Filter the data below, copying every line that contains the string "blurred".

▶ [Raw records]:
==========
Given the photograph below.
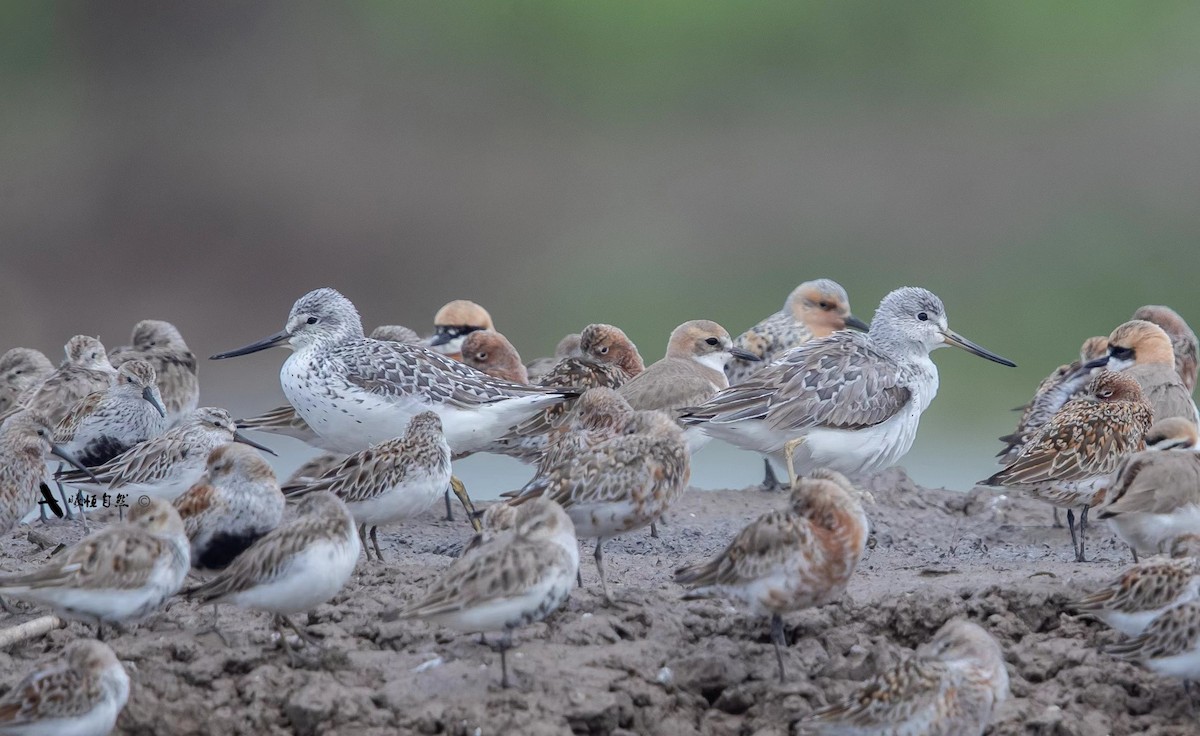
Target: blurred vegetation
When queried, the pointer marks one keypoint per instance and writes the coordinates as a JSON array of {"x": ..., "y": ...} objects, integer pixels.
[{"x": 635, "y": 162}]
==========
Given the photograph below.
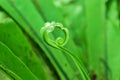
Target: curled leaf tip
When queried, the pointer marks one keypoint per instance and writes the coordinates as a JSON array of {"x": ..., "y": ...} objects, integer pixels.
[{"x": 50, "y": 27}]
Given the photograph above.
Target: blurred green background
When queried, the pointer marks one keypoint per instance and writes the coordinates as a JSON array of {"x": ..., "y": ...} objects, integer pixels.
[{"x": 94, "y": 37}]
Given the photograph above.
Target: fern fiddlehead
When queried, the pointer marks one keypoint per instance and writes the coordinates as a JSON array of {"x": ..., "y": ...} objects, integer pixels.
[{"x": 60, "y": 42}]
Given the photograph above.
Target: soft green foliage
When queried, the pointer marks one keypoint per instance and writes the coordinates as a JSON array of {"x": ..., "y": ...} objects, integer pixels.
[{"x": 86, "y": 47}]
==========
▶ [The result]:
Target: blurred vegetation
Target: blurred green background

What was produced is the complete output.